▶ _Dataset extract_:
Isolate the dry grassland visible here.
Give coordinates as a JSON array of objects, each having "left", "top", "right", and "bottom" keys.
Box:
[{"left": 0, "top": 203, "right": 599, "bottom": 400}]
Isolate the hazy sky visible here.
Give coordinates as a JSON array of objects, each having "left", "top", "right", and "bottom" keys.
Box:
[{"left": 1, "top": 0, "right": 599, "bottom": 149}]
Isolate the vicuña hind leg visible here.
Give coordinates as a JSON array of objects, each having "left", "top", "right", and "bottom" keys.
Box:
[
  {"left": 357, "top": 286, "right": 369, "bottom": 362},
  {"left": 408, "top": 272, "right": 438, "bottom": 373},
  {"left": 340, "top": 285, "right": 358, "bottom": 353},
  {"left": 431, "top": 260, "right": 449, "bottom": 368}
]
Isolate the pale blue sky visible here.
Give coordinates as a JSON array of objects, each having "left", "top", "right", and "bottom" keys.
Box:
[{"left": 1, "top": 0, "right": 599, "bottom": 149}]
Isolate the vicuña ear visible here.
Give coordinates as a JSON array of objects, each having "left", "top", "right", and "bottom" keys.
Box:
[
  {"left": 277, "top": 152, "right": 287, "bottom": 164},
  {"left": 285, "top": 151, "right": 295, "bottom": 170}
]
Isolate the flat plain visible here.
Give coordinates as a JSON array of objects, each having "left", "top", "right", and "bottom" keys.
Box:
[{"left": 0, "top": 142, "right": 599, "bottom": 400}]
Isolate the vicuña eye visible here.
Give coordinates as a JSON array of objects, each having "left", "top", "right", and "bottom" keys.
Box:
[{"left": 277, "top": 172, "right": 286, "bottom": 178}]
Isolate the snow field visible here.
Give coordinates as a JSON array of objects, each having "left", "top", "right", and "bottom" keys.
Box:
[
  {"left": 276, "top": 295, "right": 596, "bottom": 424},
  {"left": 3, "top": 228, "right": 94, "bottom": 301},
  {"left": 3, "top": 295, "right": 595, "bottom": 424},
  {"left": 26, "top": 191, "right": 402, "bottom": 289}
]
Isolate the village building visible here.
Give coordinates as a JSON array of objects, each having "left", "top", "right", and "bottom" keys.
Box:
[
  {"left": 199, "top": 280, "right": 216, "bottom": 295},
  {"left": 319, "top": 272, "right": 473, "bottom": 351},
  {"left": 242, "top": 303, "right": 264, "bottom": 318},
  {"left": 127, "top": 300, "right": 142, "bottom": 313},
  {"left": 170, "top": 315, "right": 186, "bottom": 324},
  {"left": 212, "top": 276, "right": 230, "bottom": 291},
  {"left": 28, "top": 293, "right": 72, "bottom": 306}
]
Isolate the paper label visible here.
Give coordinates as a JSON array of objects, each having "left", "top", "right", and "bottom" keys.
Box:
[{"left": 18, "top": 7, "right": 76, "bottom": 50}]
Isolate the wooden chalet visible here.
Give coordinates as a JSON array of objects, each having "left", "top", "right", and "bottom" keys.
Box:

▶ _Work instruction_: Give back every entry, unchanged in any way.

▶ _Task response_:
Isolate the dry grassland visible here.
Give coordinates as a JSON array of objects, each having "left", "top", "right", and "bottom" keys.
Box:
[{"left": 0, "top": 203, "right": 599, "bottom": 400}]
Isolate the hazy sky visible here.
Give coordinates as a JSON array of objects, each having "left", "top", "right", and "bottom" keys.
Box:
[{"left": 1, "top": 0, "right": 599, "bottom": 149}]
Isolate the vicuña hind leg visible here.
Give coordinates as a JSON array of objects, each having "left", "top", "right", and "bottom" keys.
Box:
[
  {"left": 357, "top": 286, "right": 369, "bottom": 362},
  {"left": 408, "top": 272, "right": 438, "bottom": 373},
  {"left": 340, "top": 285, "right": 358, "bottom": 353},
  {"left": 431, "top": 260, "right": 449, "bottom": 368}
]
Isolate the pale blue sky visible here.
Give coordinates as a JSON array of objects, each having "left", "top", "right", and "bottom" keys.
Box:
[{"left": 1, "top": 0, "right": 599, "bottom": 149}]
Isolate the vicuña ear visible here.
Give coordinates as a JSON array of objects, each having "left", "top", "right", and "bottom" keys.
Box:
[
  {"left": 277, "top": 152, "right": 287, "bottom": 164},
  {"left": 285, "top": 151, "right": 295, "bottom": 170}
]
Isolate the flat plain visible here.
Give coordinates as a JSON array of objects, each having "left", "top", "right", and "bottom" keys.
Box:
[{"left": 0, "top": 142, "right": 599, "bottom": 400}]
Isolate the vicuña eye visible here.
Give coordinates as a JSON array of objects, each having "left", "top", "right", and "bottom" keys.
Box:
[{"left": 277, "top": 172, "right": 286, "bottom": 178}]
Isolate the snow field visible here.
Give coordinates as a JSON array of objects, each having "left", "top", "right", and "bottom" keys.
Box:
[
  {"left": 276, "top": 295, "right": 596, "bottom": 424},
  {"left": 3, "top": 228, "right": 94, "bottom": 301},
  {"left": 3, "top": 295, "right": 595, "bottom": 424},
  {"left": 26, "top": 191, "right": 402, "bottom": 289}
]
Isolate the village building visible here.
Give coordinates as a JSON array of objects, each having "left", "top", "right", and "bottom" keys.
Box:
[
  {"left": 199, "top": 280, "right": 216, "bottom": 295},
  {"left": 319, "top": 272, "right": 473, "bottom": 351},
  {"left": 242, "top": 303, "right": 264, "bottom": 318},
  {"left": 127, "top": 300, "right": 142, "bottom": 313},
  {"left": 170, "top": 315, "right": 186, "bottom": 324},
  {"left": 212, "top": 276, "right": 230, "bottom": 291},
  {"left": 28, "top": 293, "right": 72, "bottom": 306}
]
Isolate the paper label visible here.
Give coordinates as a JSON array of objects, each having "left", "top", "right", and "bottom" keys.
Box:
[{"left": 18, "top": 7, "right": 76, "bottom": 50}]
Isolate the wooden chalet visible here.
Give coordinates as a JSON array of objects, each having "left", "top", "right", and "bottom" keys.
Box:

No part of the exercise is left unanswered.